| 原文 |
───

1. 前言
最近在作业调度系统上开发一个 feature,把离线作业放到容器里面跑。
自然而然的,需要在代码里使用 K8S 的 Java 客户端来与作业进行交互。
在技术选型的时候,发现了两个 Kubenetes 的 Java 客户端:
public class Example {
public static void main(String[] args) throws IOException, ApiException{
ApiClient client = Config.defaultClient();
Configuration.setDefaultApiClient(client);
CoreV1Api api = new CoreV1Api();
V1PodList list = api.listPodForAllNamespaces(null, null, null, null, null, null, null, null, null);
for (V1Pod item : list.getItems()) {
System.out.println(item.getMetadata().getName());
}
}
}
这是官方提供的一个 demo,可以看到 listPodForAllNamespaces
这个调用传递的参数列表,基本可以认为是通过某种协议生成的代码。

───

| 位置标注数据节选 |
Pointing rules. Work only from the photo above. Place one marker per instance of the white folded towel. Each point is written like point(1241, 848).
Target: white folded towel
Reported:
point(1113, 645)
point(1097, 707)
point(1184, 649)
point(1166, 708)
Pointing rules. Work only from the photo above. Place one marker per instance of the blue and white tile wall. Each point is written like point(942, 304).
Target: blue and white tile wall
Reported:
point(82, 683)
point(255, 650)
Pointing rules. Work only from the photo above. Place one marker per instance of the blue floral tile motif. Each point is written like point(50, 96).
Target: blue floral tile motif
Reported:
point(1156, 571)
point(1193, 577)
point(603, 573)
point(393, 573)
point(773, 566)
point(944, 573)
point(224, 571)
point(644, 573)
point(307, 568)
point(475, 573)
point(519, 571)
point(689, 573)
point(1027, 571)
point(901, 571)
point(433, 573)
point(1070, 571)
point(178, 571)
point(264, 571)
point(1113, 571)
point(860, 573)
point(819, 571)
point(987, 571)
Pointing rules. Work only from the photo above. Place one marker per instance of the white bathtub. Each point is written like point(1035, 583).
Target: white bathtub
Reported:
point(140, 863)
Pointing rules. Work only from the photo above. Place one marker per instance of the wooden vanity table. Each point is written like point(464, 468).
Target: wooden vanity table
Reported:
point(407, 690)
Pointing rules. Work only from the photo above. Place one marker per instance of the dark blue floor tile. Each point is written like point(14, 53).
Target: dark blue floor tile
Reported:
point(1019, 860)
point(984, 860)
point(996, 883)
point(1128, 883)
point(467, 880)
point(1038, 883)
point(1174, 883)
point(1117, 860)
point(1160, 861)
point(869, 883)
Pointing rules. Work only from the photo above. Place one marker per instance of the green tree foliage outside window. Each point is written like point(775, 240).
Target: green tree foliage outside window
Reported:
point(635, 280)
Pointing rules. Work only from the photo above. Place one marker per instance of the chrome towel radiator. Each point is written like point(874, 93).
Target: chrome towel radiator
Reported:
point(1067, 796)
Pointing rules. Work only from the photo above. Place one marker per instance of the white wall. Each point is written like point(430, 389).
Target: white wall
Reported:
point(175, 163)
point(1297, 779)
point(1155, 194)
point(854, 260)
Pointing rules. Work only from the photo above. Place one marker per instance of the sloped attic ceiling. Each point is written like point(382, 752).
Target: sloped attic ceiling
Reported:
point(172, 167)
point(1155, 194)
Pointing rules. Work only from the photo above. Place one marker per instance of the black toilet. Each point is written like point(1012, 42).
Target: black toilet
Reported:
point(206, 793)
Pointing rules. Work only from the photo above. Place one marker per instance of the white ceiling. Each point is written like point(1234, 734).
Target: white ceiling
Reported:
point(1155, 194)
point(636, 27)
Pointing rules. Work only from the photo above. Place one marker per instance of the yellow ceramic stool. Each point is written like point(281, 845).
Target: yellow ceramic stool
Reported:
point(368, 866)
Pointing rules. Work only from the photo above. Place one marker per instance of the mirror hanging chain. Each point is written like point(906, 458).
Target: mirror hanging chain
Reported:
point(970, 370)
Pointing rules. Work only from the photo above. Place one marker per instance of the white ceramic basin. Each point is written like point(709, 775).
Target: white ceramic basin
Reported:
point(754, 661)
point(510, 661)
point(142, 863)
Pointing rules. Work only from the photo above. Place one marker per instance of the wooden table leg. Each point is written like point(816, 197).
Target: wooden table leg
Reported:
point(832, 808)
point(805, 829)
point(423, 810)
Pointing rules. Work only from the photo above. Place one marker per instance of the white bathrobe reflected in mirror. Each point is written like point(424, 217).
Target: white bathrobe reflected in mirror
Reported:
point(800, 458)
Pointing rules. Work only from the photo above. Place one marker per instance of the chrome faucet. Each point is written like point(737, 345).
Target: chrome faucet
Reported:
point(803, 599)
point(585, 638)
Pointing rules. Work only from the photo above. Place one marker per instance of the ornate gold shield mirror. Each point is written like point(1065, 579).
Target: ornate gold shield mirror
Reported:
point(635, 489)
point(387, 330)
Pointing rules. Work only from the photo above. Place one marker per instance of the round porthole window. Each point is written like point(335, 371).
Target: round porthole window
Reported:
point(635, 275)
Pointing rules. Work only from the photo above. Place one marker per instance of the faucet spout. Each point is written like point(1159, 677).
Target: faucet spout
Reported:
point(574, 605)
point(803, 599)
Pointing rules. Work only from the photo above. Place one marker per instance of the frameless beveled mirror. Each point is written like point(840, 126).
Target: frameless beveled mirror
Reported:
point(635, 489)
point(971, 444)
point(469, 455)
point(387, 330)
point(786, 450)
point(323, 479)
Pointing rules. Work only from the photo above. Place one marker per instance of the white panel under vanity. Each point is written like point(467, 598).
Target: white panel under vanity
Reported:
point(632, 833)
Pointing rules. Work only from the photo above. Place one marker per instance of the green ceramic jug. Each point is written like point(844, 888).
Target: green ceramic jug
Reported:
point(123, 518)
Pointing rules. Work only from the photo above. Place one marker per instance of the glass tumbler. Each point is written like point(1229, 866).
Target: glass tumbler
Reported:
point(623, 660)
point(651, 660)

───

| 书面任务 |
• A. 请抄下位置标注数据条目中的若干行：从含有“like point(467, 598).”的那一行起，到含有“point(123, 518)”的那一行止，首尾两行都要包括。
• B. 从结尾处接着续写这篇关于 K8S Java 客户端的文章。

| 依次作答 |
• A.
Pointing rules. Work only from the photo above. Place one marker per instance of the white panel under vanity. Each point is written like point(467, 598).
Target: white panel under vanity
Reported:
point(632, 833)
Pointing rules. Work only from the photo above. Place one marker per instance of the green ceramic jug. Each point is written like point(844, 888).
Target: green ceramic jug
Reported:
point(123, 518)

• B.
public class ListExamples {
private static final Logger logger = LoggerFactory.getLogger(ListExamples.class);
public static void main(String[] args) {
String master = "https://192.168.42.20:8443/";
Config config = new ConfigBuilder().withMasterUrl(master).build();
try (final KubernetesClient client = new DefaultKubernetesClient(config)) {
System.out.println(client.pods().list());
} catch (KubernetesClientException e) {
logger.error(e.getMessage(), e);
}
}
}
所以在选型的时候选择了第二个客户端,这也是踩坑的开始。
2. 场景描述
实现在 K8S 运行作业的 feature 的过程中,遇到了这样一个场景:
服务进行重启之后,需要从 K8S 的 API Server 中恢复每一个作业的状态。
作业是否已经创建了?
作业是否正在运行?
作业已经跑完了?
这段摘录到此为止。